■ **STATED TASK**: Display every line of the data below that contains the string "logo".
--- Start ---
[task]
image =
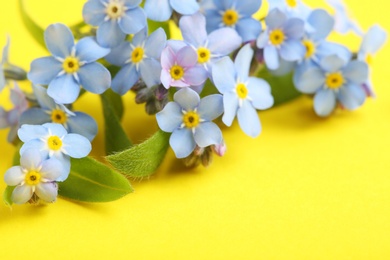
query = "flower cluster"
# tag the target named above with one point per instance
(215, 71)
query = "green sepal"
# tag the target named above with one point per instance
(92, 181)
(116, 139)
(142, 160)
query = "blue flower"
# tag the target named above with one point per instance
(138, 59)
(189, 118)
(208, 47)
(281, 38)
(242, 94)
(11, 117)
(372, 41)
(70, 66)
(34, 175)
(115, 19)
(161, 10)
(334, 80)
(51, 112)
(236, 14)
(52, 140)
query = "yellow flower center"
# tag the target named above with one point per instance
(32, 178)
(71, 65)
(58, 116)
(292, 3)
(230, 17)
(203, 55)
(115, 9)
(54, 143)
(177, 72)
(277, 37)
(242, 91)
(334, 80)
(137, 54)
(191, 119)
(310, 48)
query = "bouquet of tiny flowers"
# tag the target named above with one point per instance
(231, 60)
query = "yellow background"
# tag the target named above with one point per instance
(307, 188)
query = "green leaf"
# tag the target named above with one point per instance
(92, 181)
(35, 30)
(142, 160)
(115, 137)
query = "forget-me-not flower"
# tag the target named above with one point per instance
(34, 175)
(52, 140)
(236, 14)
(138, 59)
(11, 117)
(208, 47)
(282, 37)
(51, 112)
(180, 66)
(115, 19)
(161, 10)
(334, 80)
(242, 94)
(70, 66)
(189, 118)
(372, 41)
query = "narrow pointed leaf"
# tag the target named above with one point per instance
(115, 137)
(142, 160)
(92, 181)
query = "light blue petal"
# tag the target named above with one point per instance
(310, 80)
(44, 70)
(224, 73)
(125, 79)
(109, 34)
(182, 142)
(155, 43)
(150, 70)
(230, 105)
(187, 99)
(94, 12)
(76, 146)
(242, 62)
(59, 40)
(14, 176)
(322, 22)
(88, 50)
(193, 29)
(64, 89)
(292, 50)
(47, 191)
(97, 84)
(210, 107)
(356, 71)
(158, 10)
(207, 134)
(222, 48)
(185, 8)
(324, 102)
(248, 119)
(34, 116)
(82, 124)
(260, 93)
(170, 118)
(351, 96)
(22, 194)
(271, 57)
(120, 54)
(133, 21)
(248, 29)
(31, 132)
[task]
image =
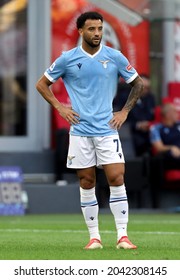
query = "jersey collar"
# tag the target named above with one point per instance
(90, 55)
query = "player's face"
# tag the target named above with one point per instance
(92, 33)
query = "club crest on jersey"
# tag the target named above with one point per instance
(79, 65)
(104, 63)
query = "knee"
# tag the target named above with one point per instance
(87, 181)
(117, 180)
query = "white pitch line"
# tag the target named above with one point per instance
(84, 231)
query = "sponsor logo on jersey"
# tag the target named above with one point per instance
(104, 63)
(79, 65)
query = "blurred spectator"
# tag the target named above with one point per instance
(141, 117)
(165, 137)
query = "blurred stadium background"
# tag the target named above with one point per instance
(34, 139)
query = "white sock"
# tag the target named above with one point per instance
(119, 207)
(90, 210)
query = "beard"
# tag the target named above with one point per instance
(91, 43)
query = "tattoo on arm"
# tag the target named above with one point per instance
(134, 95)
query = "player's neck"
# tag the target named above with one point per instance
(89, 49)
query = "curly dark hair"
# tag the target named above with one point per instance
(88, 15)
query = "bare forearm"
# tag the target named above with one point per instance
(47, 94)
(134, 95)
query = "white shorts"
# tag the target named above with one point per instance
(85, 151)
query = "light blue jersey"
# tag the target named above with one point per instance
(91, 82)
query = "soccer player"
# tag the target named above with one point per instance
(90, 73)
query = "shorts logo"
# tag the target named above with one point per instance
(70, 158)
(129, 67)
(120, 155)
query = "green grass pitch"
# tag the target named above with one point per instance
(63, 237)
--- End ---
■ **COMPLETE ANSWER**:
query = "sponsor logo on jersey"
query = "shorts logo"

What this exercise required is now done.